# WORK INSTRUCTION 1
Say whether each statement agrees with the text about the Lichfield Canal Aqueduct, answering yes or no and quoting the deciding words: (a) The aqueduct currently holds water. (b) Midland Expressway paid for the foundations. (c) The aqueduct was put in place in August 2003.
# WORK INSTRUCTION 2
Resume the text about the Lichfield Canal Aqueduct, starting right after its last sentence.

# GIVEN TEXT
▬▬▬

The Lichfield Canal Aqueduct is a potentially navigable aqueduct over the M6 Toll Motorway, just to the west of Lichfield and north of Birmingham, England. The aqueduct is un-watered; it was constructed at the same time as the motorway in anticipation of the restoration of the Lichfield Canal.

== History ==
The Lichfield Canal (originally part of the Wyrley and Essington Canal) is currently being restored. Restoration was threatened by the construction of the M6 Toll motorway around the north of Birmingham, which cut across the canal's route. The cost of construction was shared, with Midland Expressway (the proprietors of the motorway) funding the foundations and the Lichfield & Hatherton Canals Restoration Trust fundraising to finance the superstructure. The aqueduct was installed on 15 and 16 August 2003.

▬▬▬

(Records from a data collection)
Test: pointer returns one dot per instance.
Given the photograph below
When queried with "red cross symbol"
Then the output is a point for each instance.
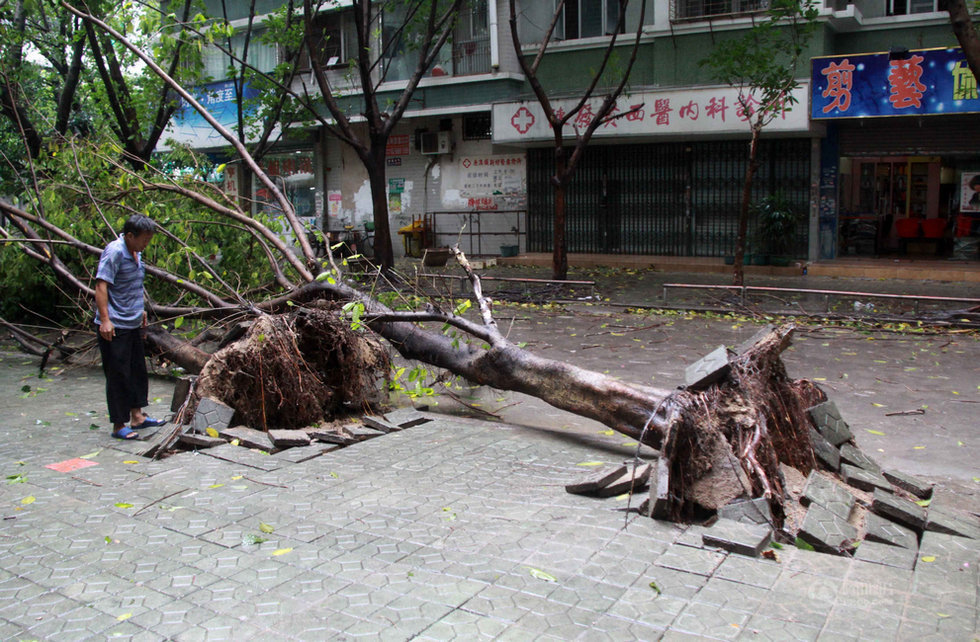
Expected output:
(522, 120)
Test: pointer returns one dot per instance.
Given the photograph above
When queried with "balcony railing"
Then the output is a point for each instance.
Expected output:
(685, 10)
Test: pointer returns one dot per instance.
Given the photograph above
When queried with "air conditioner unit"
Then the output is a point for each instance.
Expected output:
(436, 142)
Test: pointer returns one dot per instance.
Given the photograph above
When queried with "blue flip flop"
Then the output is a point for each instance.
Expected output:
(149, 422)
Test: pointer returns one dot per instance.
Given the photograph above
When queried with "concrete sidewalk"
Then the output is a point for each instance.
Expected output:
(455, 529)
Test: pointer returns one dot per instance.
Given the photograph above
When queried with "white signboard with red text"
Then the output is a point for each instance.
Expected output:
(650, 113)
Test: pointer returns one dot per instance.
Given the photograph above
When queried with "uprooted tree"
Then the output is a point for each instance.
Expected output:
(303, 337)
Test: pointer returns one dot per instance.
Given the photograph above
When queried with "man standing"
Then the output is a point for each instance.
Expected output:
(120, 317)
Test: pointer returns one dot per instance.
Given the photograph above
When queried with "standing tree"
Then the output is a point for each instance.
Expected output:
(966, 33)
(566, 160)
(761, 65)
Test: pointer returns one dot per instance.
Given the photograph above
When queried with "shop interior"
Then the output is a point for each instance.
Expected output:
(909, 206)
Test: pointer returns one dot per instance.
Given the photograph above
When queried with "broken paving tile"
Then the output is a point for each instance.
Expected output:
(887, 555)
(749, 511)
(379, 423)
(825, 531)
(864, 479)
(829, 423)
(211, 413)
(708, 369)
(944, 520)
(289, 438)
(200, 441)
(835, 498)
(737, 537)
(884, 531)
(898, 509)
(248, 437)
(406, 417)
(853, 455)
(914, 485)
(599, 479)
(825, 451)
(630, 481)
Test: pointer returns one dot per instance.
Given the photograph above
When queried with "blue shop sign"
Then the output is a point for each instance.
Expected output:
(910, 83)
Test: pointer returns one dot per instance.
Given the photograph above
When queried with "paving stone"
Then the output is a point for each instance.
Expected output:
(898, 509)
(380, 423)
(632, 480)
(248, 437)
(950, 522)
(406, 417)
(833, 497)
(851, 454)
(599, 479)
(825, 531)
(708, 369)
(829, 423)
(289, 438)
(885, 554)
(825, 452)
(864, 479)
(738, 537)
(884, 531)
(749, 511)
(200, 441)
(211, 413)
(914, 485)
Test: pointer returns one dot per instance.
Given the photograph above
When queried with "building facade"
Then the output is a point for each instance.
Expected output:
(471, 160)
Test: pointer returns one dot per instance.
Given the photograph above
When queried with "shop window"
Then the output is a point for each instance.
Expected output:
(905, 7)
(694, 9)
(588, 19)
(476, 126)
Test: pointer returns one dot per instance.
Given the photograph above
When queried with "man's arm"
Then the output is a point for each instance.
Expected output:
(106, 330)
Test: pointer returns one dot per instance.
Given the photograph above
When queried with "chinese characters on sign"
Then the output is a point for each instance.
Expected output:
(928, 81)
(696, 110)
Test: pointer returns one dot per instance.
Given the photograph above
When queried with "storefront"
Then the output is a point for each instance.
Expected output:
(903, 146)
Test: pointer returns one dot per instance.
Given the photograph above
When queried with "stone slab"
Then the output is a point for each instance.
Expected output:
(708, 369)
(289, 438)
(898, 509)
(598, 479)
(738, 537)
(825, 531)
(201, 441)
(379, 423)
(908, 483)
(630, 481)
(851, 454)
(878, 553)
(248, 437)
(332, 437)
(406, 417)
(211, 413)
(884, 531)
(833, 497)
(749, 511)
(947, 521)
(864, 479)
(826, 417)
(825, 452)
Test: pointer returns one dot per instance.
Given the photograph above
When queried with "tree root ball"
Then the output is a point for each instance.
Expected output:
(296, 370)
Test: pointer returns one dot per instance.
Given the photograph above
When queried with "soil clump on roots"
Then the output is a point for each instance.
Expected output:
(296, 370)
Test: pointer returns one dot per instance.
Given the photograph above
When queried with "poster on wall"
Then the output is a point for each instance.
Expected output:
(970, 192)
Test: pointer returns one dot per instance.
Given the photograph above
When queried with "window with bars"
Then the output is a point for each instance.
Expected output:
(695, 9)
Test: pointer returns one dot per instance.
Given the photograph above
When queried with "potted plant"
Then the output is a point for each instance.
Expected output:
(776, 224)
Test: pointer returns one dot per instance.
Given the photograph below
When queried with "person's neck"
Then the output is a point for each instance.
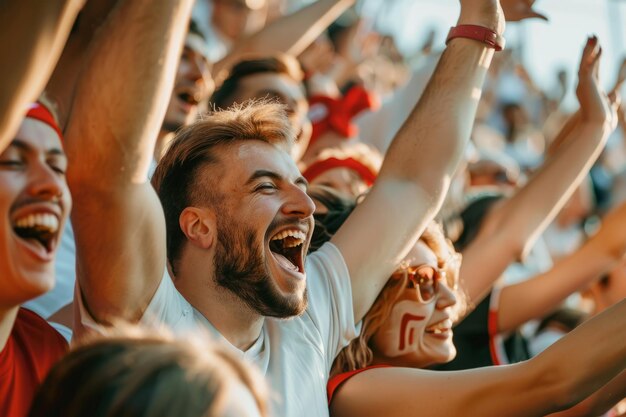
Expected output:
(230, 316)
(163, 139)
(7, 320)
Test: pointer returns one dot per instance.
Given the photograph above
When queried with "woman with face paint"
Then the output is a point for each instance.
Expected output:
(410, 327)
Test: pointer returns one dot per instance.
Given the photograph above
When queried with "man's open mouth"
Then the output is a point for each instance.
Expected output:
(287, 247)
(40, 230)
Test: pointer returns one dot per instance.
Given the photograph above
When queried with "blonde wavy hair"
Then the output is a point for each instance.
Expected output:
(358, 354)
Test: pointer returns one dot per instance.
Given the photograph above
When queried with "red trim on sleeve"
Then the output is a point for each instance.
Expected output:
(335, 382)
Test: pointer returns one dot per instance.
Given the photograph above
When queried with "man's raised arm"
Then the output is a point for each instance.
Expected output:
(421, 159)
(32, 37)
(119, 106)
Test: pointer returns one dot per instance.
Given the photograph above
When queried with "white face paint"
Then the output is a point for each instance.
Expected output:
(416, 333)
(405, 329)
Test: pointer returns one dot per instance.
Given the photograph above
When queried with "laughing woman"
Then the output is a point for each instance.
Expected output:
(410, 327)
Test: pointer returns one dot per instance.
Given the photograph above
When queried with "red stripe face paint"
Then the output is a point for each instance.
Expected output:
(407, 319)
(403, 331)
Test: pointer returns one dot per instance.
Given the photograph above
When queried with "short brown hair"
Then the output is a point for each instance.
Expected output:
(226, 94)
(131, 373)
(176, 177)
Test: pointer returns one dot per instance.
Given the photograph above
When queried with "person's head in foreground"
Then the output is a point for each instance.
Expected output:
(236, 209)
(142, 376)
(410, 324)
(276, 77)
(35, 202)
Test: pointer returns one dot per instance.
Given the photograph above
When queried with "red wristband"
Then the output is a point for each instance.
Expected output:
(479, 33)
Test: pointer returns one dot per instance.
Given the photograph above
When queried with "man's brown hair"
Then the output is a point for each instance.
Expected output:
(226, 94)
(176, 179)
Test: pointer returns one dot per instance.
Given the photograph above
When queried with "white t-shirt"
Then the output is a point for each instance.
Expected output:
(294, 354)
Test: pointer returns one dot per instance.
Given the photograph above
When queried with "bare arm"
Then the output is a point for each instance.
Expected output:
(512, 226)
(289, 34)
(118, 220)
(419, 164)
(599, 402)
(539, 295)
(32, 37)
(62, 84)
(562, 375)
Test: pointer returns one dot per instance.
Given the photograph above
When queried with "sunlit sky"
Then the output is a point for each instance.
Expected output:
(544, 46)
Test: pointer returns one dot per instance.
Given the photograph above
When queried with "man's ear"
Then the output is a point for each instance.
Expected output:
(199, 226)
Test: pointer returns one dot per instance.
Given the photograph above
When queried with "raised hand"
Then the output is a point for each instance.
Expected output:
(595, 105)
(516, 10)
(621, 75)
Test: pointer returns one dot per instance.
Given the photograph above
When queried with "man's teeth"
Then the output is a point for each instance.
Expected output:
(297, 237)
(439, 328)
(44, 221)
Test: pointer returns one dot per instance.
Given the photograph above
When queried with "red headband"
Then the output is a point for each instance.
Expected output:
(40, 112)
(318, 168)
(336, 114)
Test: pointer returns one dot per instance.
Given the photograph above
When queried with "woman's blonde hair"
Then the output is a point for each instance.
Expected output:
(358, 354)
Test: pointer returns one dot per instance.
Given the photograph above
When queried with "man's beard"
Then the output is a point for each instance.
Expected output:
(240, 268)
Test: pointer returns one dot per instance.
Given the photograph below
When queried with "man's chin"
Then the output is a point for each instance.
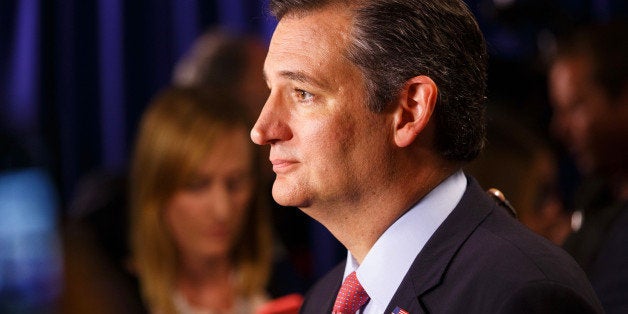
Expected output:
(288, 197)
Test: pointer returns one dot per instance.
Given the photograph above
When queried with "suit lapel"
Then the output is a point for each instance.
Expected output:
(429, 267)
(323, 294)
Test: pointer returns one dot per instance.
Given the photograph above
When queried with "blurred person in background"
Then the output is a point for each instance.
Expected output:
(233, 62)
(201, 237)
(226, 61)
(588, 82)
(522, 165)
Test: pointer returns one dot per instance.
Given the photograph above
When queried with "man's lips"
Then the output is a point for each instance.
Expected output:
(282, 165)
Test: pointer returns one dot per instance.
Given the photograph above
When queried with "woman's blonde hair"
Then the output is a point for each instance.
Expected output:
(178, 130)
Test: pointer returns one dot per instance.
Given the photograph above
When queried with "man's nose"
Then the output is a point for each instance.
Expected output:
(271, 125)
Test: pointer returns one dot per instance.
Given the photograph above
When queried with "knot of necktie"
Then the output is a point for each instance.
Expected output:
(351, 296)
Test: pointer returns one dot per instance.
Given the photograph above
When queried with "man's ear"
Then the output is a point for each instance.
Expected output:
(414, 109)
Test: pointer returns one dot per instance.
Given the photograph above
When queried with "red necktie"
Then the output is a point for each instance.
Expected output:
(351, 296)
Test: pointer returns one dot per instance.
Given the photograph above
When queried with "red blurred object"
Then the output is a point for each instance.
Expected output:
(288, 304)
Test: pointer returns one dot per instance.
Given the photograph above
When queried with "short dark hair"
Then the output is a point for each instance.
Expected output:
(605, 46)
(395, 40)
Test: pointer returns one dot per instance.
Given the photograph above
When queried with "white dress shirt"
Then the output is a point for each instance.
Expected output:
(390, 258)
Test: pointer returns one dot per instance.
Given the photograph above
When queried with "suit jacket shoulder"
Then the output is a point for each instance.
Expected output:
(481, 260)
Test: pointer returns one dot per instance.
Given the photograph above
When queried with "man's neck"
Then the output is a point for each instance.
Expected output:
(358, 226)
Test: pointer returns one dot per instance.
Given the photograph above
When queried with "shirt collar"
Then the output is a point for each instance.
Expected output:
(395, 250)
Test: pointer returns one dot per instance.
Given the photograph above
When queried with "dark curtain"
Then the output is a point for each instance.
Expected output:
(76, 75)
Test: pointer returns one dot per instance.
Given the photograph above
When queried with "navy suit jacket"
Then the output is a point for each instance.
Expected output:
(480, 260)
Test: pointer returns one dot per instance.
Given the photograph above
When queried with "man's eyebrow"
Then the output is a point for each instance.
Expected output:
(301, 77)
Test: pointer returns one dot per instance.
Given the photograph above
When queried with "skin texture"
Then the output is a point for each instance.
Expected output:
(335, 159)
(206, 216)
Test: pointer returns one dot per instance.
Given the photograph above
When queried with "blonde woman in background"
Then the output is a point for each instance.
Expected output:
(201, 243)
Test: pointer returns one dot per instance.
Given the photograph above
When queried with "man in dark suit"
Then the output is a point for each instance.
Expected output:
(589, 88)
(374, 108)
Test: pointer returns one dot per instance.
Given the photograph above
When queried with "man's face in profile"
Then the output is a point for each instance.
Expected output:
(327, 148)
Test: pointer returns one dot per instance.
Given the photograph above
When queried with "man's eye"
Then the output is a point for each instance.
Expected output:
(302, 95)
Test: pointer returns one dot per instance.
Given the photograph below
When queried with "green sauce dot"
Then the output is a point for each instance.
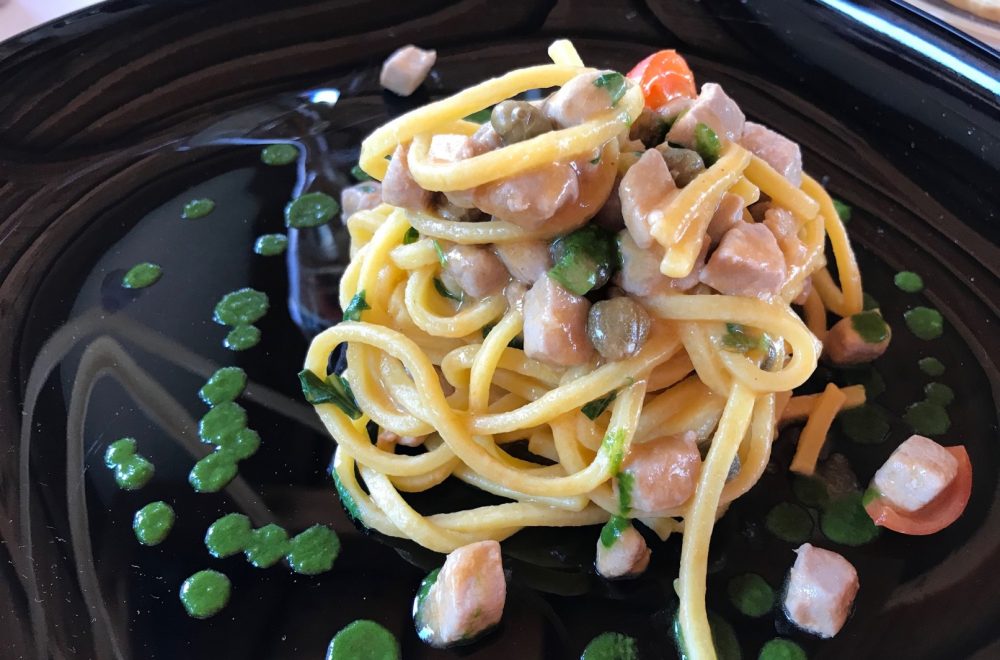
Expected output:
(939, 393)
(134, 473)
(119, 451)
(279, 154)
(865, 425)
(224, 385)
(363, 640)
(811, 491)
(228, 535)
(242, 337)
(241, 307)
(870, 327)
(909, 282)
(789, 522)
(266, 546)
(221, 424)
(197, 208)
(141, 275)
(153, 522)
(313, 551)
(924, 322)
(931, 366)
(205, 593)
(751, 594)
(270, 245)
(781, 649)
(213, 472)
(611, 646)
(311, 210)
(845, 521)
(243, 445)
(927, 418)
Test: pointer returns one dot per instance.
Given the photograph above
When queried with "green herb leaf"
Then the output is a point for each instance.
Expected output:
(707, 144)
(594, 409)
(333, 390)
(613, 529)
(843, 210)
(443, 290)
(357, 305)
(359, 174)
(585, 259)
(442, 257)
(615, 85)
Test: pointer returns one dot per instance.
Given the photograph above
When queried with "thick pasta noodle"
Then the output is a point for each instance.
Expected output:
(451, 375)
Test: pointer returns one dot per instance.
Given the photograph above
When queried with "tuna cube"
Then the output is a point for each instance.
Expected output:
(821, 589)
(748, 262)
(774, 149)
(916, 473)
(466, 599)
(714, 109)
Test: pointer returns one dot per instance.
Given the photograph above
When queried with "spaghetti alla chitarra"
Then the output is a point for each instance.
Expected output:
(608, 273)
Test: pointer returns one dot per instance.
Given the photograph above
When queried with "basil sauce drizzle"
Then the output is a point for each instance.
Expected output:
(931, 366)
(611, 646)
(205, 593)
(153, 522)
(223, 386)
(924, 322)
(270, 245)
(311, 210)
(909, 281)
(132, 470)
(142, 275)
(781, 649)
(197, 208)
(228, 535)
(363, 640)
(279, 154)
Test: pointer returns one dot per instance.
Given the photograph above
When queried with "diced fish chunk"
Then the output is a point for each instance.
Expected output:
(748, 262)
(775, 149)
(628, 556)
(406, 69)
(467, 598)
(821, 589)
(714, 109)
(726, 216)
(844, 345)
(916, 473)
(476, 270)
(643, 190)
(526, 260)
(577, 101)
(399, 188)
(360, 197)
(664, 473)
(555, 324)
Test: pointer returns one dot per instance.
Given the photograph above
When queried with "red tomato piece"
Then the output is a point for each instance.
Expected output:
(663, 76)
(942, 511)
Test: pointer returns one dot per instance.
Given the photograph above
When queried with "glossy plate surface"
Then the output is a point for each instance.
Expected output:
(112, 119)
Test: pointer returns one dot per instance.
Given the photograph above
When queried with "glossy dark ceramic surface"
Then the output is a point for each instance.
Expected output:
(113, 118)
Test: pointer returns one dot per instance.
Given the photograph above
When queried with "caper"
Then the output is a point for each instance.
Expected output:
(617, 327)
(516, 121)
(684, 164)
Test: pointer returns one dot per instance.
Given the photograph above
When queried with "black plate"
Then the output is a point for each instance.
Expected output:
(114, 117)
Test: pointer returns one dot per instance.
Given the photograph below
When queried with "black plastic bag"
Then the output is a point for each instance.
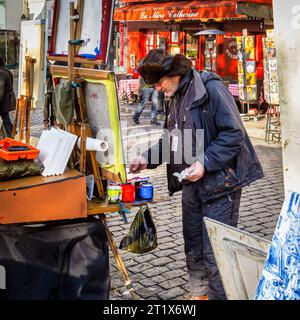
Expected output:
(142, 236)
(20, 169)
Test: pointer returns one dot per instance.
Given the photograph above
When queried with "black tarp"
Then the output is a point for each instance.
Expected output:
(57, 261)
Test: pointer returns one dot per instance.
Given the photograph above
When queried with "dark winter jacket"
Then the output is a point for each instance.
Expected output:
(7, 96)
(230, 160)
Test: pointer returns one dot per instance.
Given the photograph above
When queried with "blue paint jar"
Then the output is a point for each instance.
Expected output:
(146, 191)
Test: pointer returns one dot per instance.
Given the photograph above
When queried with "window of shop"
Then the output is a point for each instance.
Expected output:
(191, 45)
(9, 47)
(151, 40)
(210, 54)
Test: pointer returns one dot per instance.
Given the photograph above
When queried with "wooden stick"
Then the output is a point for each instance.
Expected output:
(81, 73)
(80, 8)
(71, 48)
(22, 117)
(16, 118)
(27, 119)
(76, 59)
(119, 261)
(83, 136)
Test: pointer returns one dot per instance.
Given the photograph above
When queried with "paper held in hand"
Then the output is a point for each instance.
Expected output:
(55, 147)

▬▬▬

# EXERCISE RESPONSE 1
(a) No: "The aqueduct is un-watered"
(b) Yes: "with Midland Expressway (the proprietors of the motorway) funding the foundations"
(c) Yes: "The aqueduct was installed on 15 and 16 August 2003."

# EXERCISE RESPONSE 2
In 2014/2015, Lichfield and Hatherton Canals Restoration Trust received a Social Investment Business (SIB) grant of £336,000 which enabled the Trust to buy land on either side of the aqueduct and carry out the necessary work to rebuild the canal and bring the aqueduct into use.

In April 2015, Midland Expressway Limited donated £50,000 to Lichfield and Hatherton Canals Restoration Trust to honour an undertaking they made when the M6 Toll Motorway was built. The donation is a "substantial contribution" towards the cost of reinstating the Crane Brook Culvert, which was removed when the motorway was built.